Please lay out the material as a Markdown table with the columns Row and Line, one numbered row per line, with blank lines left out. Begin at the line that has "Query: white cabin cruiser" and stop after the line that has "0 256 651 329".

________________________________________

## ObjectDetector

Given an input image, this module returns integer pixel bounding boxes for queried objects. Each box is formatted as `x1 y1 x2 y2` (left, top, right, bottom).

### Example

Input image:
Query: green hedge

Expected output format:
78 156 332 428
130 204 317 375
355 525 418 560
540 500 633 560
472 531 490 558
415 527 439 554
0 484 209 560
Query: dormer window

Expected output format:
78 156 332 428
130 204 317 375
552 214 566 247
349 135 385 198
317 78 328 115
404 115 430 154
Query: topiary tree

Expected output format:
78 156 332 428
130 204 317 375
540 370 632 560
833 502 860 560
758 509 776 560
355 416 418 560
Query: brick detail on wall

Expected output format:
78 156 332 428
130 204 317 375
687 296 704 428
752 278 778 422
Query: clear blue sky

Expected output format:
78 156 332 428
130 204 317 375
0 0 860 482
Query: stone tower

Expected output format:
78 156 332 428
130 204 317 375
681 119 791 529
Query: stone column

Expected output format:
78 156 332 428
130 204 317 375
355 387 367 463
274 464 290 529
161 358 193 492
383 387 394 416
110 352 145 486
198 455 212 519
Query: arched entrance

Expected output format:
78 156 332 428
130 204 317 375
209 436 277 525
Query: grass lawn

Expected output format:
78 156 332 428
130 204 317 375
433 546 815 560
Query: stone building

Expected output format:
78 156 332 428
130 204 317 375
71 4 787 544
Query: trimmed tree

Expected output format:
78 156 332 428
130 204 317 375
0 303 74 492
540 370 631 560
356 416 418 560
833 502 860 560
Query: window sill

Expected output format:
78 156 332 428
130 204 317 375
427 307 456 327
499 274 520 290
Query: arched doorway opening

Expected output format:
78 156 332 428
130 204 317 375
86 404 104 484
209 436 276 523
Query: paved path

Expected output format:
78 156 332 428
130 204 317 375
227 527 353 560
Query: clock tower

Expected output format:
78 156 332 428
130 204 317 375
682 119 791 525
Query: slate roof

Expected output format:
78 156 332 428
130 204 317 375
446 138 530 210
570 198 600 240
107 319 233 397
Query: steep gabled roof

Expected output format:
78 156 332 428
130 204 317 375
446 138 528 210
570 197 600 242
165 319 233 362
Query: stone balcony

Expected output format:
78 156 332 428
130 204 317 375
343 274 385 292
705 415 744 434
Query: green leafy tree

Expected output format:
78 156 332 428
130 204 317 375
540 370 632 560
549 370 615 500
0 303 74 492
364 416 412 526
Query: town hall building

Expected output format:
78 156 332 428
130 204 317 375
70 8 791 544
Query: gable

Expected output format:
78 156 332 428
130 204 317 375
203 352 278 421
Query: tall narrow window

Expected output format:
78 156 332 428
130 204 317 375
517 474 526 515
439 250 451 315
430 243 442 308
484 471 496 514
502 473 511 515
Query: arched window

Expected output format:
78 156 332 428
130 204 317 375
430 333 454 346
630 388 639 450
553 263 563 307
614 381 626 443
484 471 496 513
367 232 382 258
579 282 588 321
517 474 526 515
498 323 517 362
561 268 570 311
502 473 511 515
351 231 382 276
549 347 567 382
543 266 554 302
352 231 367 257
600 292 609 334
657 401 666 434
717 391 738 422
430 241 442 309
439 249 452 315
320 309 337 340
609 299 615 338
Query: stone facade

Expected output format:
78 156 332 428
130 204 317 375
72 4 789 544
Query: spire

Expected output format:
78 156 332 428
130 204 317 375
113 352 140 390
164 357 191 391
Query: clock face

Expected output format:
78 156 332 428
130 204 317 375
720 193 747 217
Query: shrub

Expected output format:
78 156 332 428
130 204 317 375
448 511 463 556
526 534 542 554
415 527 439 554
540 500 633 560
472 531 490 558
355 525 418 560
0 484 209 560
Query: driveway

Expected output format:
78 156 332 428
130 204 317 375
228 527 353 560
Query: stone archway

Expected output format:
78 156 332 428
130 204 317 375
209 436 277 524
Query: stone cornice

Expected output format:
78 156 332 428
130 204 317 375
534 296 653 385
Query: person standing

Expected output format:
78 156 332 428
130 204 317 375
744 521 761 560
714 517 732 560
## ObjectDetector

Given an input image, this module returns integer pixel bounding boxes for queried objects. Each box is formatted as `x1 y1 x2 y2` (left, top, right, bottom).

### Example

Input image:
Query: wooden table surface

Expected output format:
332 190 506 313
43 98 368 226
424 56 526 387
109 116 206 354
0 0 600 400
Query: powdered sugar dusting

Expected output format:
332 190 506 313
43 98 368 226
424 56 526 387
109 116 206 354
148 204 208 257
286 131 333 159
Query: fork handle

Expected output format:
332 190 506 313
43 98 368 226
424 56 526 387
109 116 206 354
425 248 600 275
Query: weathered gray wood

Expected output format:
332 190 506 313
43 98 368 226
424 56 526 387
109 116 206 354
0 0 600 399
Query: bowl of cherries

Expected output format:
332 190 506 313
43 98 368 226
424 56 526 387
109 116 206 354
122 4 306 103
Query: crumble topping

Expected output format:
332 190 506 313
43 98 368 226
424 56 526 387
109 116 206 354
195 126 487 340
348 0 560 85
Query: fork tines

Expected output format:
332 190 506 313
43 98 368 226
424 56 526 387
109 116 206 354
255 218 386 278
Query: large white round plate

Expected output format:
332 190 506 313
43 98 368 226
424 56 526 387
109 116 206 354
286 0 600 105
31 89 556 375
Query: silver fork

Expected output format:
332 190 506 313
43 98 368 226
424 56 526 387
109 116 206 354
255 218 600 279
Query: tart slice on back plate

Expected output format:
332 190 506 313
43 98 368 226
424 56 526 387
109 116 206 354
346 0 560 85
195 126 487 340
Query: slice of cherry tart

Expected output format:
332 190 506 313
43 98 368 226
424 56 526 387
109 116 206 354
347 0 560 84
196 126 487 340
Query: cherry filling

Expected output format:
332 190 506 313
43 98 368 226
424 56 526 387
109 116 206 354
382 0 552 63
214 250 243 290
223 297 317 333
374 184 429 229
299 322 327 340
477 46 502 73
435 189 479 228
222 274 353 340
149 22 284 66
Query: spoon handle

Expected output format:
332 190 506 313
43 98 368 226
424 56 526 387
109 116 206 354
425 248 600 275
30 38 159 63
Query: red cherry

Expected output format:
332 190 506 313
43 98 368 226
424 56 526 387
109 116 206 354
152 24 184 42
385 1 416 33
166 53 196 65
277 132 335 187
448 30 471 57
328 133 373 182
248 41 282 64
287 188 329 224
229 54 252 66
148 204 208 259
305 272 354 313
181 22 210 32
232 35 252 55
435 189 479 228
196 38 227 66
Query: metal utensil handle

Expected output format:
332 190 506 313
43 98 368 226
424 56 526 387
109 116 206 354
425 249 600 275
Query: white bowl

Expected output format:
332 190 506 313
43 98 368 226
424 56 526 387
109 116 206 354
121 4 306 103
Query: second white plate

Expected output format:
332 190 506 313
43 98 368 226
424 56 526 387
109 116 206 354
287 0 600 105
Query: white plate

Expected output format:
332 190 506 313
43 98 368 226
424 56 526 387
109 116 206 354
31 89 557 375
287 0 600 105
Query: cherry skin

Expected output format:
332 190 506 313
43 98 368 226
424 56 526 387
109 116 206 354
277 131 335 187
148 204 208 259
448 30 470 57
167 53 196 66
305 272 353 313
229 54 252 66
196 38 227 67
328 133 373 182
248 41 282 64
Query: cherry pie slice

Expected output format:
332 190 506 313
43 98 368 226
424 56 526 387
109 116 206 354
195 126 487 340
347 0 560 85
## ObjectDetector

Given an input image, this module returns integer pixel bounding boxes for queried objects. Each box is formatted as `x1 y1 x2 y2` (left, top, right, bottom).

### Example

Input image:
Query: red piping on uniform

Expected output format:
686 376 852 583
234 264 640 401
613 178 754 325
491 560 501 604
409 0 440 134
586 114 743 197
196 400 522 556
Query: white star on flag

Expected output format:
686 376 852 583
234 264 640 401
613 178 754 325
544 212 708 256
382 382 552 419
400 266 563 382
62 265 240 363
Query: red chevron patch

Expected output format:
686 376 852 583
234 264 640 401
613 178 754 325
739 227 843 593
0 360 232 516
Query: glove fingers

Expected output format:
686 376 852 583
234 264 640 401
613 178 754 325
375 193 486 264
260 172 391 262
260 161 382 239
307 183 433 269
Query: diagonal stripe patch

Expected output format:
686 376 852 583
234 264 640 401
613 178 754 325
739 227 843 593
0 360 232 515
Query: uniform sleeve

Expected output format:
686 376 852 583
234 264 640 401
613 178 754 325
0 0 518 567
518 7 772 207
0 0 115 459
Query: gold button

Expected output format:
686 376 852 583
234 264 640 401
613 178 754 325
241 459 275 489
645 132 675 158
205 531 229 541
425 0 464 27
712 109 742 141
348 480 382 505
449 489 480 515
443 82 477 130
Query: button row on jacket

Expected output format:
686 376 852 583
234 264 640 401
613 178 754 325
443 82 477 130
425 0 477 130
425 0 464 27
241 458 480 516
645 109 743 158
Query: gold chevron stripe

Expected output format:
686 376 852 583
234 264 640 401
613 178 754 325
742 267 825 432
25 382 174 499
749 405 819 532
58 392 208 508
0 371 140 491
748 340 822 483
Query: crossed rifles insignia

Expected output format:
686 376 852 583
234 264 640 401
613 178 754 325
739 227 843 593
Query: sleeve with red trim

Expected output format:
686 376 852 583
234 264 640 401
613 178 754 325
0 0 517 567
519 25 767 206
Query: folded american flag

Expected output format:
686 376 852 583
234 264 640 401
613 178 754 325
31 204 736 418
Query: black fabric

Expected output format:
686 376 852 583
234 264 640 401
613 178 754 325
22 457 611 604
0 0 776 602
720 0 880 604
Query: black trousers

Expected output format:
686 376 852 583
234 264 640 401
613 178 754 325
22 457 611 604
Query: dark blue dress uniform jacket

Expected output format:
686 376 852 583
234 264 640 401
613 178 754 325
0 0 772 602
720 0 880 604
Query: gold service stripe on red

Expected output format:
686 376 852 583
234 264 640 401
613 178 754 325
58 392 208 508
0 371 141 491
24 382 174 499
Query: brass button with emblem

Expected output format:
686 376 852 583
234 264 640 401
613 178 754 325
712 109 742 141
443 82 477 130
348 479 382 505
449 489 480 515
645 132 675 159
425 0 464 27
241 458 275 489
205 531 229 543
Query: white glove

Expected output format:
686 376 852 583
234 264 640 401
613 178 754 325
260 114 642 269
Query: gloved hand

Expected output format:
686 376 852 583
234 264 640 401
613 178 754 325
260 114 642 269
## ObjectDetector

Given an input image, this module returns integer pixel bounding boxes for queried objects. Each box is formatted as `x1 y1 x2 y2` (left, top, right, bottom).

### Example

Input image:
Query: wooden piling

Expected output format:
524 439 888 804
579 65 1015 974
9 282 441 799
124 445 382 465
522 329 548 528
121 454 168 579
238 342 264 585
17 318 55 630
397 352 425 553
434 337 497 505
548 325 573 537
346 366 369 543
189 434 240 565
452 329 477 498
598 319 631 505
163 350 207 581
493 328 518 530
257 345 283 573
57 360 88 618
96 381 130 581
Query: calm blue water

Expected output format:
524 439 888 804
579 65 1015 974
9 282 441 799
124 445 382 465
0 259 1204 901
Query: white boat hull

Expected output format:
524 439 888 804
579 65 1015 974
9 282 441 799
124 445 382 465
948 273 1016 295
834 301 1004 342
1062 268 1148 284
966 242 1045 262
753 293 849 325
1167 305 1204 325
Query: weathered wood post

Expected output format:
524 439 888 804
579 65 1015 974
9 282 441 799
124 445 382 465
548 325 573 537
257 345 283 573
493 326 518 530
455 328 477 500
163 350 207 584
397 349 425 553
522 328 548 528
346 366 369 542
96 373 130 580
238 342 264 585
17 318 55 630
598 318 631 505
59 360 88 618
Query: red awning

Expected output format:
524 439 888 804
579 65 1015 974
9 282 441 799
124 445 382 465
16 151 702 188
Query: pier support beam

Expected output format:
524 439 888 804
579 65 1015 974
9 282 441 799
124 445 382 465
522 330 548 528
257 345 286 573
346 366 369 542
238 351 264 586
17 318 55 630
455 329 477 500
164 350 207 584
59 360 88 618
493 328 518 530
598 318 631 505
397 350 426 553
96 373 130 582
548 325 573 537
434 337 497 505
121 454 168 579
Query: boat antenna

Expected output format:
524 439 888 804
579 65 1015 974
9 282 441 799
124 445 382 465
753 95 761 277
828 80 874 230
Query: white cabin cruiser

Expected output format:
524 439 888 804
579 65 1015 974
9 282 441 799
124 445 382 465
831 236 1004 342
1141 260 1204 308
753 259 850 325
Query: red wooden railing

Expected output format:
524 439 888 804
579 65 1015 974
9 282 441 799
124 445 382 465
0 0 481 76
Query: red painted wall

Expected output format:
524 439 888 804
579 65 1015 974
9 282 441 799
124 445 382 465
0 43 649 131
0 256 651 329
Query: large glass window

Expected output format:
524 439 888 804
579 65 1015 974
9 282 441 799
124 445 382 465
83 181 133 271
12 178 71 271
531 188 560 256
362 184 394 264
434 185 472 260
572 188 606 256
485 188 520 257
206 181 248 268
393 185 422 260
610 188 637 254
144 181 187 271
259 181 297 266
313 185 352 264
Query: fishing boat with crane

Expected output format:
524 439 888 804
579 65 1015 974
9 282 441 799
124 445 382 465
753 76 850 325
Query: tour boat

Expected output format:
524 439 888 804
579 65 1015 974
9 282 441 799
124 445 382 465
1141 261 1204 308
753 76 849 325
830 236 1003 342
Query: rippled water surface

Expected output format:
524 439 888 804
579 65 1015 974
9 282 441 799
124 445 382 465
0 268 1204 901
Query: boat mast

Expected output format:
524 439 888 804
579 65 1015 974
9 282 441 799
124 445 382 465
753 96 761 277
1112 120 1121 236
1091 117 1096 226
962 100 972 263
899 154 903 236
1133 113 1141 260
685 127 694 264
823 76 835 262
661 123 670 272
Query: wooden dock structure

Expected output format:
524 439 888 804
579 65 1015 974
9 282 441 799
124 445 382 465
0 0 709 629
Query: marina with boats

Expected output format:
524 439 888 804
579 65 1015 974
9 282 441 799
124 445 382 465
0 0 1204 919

________________________________________

• **Expected answer**
| Row | Line |
|---|---|
| 1 | Query: white cabin cruiser |
| 2 | Expected output format: |
| 3 | 524 439 888 804 |
| 4 | 579 65 1015 974 |
| 5 | 9 282 441 799 |
| 6 | 124 445 382 465 |
| 7 | 831 236 1004 342 |
| 8 | 1141 260 1204 308 |
| 9 | 753 259 850 325 |
| 10 | Query: red wooden railing |
| 11 | Expected output format: |
| 12 | 524 439 888 804 |
| 13 | 579 65 1015 974 |
| 14 | 9 282 441 799 |
| 15 | 124 445 382 465 |
| 16 | 0 0 481 76 |
| 17 | Query: red painted wall |
| 18 | Expected output format: |
| 19 | 524 439 888 804 |
| 20 | 579 65 1015 974 |
| 21 | 9 282 441 799 |
| 22 | 124 445 382 465 |
| 23 | 0 43 649 131 |
| 24 | 0 256 651 329 |